Goal:
Return the lines of the records below unchanged, starting from the line that contains "Check that each instance of the white lane" and continuing up to and including the final line of the records.

Rows from a dataset:

+++++

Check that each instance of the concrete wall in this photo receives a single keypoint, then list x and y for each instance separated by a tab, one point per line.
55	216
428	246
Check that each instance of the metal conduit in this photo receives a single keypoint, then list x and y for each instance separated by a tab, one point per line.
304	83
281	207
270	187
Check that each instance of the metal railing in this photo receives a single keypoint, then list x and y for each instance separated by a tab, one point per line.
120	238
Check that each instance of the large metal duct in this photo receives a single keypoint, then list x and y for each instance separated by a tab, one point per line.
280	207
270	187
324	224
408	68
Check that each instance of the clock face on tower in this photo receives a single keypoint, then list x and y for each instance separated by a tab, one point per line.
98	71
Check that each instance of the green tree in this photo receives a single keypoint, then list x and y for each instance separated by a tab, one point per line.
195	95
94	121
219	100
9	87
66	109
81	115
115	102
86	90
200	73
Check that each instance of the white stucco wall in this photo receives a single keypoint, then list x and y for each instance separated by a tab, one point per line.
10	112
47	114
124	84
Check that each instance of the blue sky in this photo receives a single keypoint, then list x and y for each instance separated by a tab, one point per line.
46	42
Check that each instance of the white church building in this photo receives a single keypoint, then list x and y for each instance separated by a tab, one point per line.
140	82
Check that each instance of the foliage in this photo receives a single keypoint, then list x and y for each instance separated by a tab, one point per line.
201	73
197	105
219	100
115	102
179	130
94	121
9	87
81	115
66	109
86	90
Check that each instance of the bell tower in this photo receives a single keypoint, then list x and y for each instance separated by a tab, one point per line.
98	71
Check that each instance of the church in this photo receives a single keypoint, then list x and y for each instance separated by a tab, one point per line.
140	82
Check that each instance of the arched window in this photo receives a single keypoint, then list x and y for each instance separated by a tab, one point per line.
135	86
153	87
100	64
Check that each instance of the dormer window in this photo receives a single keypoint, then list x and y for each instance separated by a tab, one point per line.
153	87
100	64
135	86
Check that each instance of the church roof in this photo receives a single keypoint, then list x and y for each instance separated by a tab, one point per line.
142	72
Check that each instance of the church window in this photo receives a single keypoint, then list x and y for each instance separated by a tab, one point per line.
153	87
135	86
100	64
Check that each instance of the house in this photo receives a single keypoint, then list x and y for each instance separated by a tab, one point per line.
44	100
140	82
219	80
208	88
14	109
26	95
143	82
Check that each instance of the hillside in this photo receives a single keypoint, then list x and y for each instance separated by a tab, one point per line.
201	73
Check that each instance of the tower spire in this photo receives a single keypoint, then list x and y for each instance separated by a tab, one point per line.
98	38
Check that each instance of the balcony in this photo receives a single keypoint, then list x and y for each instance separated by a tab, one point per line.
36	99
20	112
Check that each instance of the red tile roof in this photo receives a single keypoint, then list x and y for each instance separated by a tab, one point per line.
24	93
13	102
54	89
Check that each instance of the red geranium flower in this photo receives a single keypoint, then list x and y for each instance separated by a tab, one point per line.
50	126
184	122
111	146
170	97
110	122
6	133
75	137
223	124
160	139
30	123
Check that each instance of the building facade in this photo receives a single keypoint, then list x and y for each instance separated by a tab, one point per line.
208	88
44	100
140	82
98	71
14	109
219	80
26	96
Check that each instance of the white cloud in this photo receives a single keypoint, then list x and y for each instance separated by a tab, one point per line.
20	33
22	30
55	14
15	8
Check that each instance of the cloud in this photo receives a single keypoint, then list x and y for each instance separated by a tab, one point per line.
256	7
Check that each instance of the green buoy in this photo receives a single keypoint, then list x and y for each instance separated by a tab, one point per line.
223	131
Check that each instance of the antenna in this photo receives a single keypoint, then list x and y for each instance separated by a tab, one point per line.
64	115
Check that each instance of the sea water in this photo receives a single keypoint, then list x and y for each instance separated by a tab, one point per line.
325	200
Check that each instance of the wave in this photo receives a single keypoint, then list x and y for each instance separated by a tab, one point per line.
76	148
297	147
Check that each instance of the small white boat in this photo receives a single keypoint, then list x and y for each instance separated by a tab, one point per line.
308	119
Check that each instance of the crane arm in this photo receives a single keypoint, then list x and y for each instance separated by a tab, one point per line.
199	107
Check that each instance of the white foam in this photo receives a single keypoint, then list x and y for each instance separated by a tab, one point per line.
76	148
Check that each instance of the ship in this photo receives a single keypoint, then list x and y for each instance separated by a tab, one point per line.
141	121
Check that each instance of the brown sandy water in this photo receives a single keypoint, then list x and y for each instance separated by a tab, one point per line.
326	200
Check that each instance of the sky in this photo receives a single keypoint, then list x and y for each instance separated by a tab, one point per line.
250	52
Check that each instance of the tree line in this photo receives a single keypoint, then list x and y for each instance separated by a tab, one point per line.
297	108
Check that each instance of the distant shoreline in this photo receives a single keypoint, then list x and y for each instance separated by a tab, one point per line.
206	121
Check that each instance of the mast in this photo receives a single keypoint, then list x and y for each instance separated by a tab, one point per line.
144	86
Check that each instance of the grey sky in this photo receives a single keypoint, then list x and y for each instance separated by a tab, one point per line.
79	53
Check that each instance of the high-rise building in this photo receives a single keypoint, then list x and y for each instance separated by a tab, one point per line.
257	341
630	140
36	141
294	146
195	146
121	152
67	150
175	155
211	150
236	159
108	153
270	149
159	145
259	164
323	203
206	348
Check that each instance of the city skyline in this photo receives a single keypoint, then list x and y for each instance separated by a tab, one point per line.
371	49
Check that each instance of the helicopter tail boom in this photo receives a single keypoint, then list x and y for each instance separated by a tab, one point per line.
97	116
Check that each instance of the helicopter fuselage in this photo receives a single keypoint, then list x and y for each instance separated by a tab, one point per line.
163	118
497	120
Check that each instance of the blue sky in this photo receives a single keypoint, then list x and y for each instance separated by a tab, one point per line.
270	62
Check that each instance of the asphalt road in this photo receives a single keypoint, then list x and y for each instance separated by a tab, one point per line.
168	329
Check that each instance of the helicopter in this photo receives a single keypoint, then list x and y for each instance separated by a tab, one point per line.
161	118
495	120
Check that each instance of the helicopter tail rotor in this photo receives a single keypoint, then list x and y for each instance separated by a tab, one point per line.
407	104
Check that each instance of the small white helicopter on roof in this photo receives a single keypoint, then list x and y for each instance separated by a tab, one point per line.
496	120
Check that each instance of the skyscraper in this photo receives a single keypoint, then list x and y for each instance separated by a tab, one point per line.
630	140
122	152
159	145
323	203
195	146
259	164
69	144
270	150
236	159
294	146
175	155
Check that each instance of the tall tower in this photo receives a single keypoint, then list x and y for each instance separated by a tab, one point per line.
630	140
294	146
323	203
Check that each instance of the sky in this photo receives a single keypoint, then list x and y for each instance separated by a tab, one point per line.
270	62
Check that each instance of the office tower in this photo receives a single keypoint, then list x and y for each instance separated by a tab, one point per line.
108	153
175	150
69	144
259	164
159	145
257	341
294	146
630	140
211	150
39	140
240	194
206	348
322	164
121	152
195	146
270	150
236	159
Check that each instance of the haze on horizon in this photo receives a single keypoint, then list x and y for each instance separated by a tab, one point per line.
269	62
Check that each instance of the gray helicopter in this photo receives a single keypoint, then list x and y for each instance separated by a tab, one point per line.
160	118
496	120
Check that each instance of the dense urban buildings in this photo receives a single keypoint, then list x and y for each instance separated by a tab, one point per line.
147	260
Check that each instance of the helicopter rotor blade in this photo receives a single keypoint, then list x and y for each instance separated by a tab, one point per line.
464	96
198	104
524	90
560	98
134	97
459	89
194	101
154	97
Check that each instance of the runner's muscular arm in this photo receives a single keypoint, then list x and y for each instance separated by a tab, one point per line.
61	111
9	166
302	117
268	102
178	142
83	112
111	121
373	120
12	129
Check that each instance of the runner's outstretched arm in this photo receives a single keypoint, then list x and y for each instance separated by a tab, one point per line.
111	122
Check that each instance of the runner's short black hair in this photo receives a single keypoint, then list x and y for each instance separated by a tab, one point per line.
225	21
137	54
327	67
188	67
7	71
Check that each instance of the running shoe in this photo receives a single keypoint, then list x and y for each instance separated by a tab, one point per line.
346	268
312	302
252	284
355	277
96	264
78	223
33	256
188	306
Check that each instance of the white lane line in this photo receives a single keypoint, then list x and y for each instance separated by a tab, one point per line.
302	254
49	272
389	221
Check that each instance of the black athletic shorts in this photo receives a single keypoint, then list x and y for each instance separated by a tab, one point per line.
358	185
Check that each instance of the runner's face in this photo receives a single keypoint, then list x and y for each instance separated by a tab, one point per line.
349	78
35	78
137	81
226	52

+++++

Exercise response:
Check that each instance of the white lane line in this photo receives a single keypoint, then list x and y for each instance separated by a tab, one point per line.
302	254
49	272
389	221
Check that each instance of the black athletic shorts in this photo receives a single keypoint, then list x and y for each instance separated by a tab, one point per line.
358	185
Check that each instance of the runner's face in this photo receives a single keypoint, then list x and y for each instance separated by a tab, one point per line.
349	78
35	78
137	81
226	52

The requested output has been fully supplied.